**Problem to solve:**
Taking each line of the material in turn, count those with the string "below" and answer with the count alone.

**Data records:**

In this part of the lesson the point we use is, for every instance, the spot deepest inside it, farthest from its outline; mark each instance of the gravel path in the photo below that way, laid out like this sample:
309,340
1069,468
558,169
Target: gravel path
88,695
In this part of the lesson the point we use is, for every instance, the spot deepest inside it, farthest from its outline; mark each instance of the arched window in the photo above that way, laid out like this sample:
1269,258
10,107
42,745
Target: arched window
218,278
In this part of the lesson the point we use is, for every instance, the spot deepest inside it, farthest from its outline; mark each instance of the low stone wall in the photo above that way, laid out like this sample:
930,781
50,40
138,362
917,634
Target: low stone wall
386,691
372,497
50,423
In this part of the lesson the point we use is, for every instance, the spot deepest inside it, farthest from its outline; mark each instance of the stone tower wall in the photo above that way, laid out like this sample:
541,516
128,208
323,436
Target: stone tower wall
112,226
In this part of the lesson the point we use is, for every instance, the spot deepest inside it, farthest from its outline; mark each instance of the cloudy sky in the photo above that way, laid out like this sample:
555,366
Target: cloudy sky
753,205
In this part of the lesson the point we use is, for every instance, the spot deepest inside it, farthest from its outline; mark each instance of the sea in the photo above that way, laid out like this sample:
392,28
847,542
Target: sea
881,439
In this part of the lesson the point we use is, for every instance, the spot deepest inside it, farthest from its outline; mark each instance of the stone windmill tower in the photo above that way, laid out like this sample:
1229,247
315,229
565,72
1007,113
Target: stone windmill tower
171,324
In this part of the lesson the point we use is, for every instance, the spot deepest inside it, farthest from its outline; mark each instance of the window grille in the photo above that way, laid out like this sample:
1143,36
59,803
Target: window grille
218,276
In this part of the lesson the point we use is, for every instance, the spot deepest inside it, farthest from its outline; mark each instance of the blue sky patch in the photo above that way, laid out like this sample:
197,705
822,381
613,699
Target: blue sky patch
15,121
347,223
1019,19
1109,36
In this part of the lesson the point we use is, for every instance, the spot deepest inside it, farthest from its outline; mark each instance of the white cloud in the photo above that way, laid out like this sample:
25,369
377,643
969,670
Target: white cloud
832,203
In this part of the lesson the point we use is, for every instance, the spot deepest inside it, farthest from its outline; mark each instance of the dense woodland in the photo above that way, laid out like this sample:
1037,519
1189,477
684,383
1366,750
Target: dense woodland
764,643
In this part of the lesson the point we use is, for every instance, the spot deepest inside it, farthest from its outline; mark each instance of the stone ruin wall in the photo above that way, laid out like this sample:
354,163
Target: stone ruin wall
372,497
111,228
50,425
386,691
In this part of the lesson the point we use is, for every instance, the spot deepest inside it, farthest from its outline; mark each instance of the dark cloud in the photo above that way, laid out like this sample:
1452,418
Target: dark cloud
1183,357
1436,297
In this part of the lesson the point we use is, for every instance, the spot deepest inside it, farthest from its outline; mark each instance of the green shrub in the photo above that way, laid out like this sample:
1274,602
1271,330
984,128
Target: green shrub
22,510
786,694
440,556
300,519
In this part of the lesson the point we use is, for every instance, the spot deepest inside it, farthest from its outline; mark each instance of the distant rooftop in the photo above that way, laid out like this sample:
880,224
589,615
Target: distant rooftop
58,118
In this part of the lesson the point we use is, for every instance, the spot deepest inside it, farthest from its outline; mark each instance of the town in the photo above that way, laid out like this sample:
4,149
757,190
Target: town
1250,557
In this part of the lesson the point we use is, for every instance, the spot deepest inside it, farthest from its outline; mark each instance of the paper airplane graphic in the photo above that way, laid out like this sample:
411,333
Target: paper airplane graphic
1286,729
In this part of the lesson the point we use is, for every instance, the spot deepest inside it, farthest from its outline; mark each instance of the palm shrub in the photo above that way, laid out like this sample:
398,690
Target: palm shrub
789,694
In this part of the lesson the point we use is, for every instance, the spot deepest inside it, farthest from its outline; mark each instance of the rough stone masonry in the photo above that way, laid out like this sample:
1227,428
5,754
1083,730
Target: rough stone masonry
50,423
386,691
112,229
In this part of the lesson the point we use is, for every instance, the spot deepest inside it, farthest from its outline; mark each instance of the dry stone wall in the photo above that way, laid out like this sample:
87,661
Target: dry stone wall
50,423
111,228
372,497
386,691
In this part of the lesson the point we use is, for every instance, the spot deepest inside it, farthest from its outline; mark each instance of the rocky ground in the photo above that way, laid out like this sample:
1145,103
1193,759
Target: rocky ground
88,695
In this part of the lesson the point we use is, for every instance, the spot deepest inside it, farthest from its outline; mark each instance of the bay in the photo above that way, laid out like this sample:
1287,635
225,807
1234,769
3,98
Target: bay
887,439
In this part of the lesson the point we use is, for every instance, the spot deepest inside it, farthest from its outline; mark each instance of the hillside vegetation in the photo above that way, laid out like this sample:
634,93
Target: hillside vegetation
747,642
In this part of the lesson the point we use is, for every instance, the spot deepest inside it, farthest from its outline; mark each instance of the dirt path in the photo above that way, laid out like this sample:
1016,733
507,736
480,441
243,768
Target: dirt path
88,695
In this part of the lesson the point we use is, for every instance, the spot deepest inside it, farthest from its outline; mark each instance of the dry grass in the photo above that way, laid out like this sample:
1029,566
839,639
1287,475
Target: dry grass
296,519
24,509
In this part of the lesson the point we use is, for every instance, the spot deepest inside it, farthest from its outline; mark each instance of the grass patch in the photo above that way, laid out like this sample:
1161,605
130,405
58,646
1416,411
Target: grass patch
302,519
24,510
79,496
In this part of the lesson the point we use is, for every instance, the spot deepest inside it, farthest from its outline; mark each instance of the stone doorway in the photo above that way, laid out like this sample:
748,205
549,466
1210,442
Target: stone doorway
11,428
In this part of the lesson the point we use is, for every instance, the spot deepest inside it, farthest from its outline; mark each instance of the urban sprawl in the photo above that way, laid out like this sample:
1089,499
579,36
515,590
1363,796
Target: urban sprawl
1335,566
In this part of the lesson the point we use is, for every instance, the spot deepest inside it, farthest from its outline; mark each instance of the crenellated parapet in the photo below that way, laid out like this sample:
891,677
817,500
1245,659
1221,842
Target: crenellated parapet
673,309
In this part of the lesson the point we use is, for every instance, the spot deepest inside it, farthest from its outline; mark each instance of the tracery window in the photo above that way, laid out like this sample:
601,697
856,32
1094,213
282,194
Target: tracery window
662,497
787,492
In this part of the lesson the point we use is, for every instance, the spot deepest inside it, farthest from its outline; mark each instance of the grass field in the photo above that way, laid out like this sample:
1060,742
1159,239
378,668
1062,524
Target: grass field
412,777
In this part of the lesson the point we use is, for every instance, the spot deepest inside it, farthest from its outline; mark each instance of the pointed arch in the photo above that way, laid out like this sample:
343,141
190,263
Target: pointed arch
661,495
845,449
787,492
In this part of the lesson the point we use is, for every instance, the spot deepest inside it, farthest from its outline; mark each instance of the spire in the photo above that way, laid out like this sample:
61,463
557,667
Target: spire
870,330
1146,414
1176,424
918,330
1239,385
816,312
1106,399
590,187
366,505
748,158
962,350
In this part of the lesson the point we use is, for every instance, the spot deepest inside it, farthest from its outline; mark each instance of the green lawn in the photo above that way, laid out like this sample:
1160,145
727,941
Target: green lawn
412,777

**Exercise answer:**
2